→ **YOUR TASK**
Recast the data, starting at the beginning and ending at the line containing "152], [52, 67]]", as a two-column CSV with the headers input and output. Each row should pair a text with its answer, with each in a single quoted field and line breaks replaced by spaces.

→ **LISTED RECORDS**
***
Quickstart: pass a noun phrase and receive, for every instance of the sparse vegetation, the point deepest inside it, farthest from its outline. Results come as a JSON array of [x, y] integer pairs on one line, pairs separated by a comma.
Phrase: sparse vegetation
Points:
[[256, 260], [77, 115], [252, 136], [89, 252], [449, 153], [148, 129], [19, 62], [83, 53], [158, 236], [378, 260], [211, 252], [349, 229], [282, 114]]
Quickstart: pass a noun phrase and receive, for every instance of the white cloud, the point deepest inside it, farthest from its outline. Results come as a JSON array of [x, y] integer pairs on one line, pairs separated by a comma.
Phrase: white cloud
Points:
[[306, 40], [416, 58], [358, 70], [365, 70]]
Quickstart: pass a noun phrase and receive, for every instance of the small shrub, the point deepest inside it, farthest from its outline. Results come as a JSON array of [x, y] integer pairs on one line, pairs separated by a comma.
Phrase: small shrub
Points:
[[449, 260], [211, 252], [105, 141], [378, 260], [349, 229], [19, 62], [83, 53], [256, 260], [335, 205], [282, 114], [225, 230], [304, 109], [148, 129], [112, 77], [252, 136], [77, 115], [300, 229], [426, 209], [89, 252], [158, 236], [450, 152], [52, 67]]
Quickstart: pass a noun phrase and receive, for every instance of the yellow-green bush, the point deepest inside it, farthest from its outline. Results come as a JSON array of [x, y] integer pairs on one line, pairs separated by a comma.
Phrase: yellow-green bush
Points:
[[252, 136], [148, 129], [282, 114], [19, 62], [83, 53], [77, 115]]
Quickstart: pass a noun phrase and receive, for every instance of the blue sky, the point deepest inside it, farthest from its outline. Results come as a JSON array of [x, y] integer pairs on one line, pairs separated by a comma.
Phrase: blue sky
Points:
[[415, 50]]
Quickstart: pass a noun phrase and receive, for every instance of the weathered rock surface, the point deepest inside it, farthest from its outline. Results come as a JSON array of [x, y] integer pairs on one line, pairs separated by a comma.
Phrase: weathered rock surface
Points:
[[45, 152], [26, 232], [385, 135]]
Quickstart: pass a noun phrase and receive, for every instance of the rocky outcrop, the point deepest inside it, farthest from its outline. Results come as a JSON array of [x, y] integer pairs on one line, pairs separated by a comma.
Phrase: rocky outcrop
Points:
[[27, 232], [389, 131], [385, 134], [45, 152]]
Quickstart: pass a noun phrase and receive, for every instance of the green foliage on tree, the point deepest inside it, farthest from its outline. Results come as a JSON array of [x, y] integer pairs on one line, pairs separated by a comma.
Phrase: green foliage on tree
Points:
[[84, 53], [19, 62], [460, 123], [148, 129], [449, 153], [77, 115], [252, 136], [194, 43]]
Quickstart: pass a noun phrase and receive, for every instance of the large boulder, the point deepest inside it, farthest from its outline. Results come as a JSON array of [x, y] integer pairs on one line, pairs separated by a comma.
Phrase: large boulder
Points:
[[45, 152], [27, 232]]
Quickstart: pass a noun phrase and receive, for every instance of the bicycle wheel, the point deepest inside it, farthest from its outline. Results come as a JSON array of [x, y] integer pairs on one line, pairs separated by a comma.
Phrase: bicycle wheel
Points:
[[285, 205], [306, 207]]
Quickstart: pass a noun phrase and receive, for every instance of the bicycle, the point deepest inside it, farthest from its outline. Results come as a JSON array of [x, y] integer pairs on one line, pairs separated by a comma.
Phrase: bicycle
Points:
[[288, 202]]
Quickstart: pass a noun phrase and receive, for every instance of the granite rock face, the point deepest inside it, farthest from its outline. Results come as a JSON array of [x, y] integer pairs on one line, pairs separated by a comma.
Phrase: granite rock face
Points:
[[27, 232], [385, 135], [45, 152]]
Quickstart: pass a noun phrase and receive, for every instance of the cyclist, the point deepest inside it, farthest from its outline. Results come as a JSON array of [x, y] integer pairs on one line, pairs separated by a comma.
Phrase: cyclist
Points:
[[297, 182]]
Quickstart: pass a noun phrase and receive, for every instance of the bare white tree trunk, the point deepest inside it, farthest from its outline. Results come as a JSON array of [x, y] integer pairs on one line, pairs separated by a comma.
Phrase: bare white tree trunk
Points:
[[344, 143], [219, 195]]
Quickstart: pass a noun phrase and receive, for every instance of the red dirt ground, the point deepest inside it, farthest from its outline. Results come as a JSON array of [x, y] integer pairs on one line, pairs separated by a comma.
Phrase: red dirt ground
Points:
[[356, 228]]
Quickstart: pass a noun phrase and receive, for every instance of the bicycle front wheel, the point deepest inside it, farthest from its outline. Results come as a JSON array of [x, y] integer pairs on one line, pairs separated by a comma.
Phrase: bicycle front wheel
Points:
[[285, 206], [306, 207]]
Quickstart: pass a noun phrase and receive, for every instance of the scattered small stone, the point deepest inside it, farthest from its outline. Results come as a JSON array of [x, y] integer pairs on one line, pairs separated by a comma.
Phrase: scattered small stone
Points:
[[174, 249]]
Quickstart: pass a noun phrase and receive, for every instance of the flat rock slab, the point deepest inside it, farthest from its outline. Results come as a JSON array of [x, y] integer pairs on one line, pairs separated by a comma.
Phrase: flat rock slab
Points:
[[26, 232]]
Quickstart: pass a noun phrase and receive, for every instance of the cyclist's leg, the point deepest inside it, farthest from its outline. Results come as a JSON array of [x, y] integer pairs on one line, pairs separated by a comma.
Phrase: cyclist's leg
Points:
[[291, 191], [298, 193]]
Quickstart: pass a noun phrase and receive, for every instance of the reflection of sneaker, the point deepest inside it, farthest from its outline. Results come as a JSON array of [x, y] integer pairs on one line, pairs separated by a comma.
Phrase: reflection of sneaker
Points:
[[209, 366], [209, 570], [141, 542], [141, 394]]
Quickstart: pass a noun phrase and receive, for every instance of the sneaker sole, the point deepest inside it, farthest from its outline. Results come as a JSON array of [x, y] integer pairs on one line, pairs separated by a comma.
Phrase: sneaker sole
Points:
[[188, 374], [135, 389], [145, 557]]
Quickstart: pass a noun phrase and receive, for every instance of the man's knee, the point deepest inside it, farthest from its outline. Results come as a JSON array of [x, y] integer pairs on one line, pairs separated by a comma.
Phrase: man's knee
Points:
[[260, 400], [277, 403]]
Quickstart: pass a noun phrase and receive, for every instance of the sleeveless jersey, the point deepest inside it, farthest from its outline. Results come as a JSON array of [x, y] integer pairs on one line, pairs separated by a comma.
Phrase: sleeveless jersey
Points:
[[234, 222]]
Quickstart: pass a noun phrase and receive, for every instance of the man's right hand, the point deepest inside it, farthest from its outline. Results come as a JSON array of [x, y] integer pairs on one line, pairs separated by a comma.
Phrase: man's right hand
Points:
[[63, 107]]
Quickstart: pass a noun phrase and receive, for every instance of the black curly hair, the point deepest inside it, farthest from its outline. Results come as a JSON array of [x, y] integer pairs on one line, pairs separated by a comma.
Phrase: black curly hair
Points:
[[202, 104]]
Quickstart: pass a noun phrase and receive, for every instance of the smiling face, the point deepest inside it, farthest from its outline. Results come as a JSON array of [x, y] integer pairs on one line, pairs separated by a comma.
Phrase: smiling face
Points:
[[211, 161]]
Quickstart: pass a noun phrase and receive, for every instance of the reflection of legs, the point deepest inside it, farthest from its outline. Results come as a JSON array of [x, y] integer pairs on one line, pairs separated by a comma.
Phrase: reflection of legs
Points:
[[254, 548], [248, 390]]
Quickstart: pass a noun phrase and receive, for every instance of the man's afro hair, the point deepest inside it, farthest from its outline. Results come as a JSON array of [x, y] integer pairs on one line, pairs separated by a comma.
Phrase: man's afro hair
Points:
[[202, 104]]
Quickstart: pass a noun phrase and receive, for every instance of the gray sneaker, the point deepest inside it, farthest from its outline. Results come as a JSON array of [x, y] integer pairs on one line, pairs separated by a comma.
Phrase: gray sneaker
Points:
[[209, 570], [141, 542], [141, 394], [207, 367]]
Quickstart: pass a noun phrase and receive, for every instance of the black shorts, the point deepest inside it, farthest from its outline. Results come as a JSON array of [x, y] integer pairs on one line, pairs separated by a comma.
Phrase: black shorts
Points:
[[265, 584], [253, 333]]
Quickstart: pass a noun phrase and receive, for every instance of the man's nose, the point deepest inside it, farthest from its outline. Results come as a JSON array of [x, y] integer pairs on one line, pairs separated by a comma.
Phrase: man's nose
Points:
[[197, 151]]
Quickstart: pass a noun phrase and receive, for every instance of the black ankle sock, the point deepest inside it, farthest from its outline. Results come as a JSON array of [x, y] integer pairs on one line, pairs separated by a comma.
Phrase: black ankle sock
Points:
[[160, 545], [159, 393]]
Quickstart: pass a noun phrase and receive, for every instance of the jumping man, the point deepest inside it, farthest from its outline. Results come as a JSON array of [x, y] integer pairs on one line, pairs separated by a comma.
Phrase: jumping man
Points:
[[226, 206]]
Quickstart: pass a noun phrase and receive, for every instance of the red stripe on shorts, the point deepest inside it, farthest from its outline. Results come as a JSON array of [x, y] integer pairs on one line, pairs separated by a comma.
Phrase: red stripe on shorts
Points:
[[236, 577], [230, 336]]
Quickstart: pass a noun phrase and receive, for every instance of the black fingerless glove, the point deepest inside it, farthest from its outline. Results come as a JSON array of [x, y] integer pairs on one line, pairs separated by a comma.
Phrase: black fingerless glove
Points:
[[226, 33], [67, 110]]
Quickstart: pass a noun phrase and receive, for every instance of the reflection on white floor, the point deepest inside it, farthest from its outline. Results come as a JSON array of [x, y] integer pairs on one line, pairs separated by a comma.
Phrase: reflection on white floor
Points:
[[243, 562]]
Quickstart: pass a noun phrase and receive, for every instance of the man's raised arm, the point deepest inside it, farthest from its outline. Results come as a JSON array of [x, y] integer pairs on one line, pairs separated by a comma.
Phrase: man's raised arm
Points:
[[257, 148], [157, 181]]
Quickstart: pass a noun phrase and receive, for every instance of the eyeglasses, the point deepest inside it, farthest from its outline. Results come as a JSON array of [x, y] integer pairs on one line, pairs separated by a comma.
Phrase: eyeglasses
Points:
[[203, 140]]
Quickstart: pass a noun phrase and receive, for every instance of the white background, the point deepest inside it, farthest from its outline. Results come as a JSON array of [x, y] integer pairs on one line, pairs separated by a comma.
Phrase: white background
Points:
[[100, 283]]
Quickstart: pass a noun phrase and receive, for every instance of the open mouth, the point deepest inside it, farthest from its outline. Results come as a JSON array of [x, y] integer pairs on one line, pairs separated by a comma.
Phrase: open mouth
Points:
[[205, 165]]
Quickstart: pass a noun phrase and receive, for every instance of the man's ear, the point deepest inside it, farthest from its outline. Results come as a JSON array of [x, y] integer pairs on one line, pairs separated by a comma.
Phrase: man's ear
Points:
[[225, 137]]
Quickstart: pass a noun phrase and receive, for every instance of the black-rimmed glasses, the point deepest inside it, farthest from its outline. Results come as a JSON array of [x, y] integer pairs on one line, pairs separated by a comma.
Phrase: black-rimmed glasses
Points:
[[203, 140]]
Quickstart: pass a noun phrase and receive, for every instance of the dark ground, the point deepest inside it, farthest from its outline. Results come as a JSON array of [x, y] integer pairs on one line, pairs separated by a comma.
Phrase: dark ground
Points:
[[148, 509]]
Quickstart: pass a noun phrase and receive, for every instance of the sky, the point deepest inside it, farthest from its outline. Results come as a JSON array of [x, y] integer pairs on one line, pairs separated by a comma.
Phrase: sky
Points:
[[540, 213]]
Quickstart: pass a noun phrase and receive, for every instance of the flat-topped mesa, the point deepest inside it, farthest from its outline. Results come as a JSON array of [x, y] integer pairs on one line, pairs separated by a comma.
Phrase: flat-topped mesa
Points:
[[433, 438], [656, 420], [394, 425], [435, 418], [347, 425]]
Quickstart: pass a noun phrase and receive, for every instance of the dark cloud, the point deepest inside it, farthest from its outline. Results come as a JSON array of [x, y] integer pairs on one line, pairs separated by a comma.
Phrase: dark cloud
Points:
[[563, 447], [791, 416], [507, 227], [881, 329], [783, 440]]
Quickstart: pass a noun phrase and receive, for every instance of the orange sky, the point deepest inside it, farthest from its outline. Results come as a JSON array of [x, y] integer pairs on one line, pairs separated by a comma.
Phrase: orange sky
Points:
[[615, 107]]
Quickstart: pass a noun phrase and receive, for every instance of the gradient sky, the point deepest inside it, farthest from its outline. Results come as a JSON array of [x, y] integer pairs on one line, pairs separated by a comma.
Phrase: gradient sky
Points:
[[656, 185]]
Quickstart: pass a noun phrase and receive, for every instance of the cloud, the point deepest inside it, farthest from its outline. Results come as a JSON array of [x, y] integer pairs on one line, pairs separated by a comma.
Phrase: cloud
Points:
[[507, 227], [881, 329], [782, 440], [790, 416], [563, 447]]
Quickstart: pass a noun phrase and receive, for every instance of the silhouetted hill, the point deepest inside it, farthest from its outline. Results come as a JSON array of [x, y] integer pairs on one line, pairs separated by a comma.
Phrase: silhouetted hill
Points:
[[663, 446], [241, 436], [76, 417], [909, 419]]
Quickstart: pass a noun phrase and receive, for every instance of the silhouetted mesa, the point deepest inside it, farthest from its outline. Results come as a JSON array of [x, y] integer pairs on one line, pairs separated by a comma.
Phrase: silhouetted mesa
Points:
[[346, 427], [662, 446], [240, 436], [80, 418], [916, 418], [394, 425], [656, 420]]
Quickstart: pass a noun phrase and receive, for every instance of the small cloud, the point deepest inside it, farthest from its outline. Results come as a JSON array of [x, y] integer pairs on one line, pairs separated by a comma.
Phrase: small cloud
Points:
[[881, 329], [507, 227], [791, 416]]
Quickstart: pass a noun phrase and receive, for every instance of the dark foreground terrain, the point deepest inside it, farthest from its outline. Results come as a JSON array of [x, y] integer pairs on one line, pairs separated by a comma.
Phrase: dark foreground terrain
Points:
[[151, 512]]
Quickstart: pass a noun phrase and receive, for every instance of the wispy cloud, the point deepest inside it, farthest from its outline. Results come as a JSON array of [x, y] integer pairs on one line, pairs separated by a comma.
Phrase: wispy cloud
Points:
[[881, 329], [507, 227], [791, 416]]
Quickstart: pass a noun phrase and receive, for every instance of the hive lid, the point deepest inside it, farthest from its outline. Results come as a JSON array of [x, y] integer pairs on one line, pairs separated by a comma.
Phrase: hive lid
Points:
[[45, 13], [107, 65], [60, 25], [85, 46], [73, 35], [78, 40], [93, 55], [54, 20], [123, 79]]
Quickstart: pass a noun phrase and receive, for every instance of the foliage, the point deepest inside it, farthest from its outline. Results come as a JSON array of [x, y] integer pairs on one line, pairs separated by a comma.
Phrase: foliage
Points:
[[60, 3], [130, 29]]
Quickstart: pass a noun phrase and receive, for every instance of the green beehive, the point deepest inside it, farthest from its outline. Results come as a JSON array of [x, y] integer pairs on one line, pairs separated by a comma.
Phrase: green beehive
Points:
***
→ **RESPONSE TO THE TASK**
input,output
"Quickstart: pass a noun phrase and receive, for every instance of the sparse vegetation, the point deepest inside it, farthest from its outline. Results come as a JSON array of [x, y] integer pairs on one line, pairs separated by a comma. Phrase: sparse vegetation Points:","[[256, 260], [77, 115], [252, 136], [89, 252], [449, 153], [148, 129], [19, 62], [83, 53], [158, 236], [378, 260], [211, 252], [349, 229], [282, 114]]"
"Quickstart: pass a noun phrase and receive, for every instance of the white cloud, the point deepest inside it, farthest from its outline. Results come as a JSON array of [x, y] integer pairs on one line, pairs separated by a comma. Phrase: white cloud Points:","[[306, 40], [416, 58], [358, 70], [365, 70]]"
"Quickstart: pass a noun phrase and receive, for every instance of the small shrub, the point deepest inside it, farthest from its outline. Results come as a JSON array of [x, y] integer pairs on one line, pairs separated by a comma. Phrase: small shrub Points:","[[449, 260], [211, 252], [105, 141], [378, 260], [349, 229], [19, 62], [83, 53], [256, 260], [335, 205], [282, 114], [225, 230], [304, 109], [148, 129], [112, 77], [252, 136], [77, 115], [300, 229], [426, 209], [89, 252], [158, 236], [450, 152], [52, 67]]"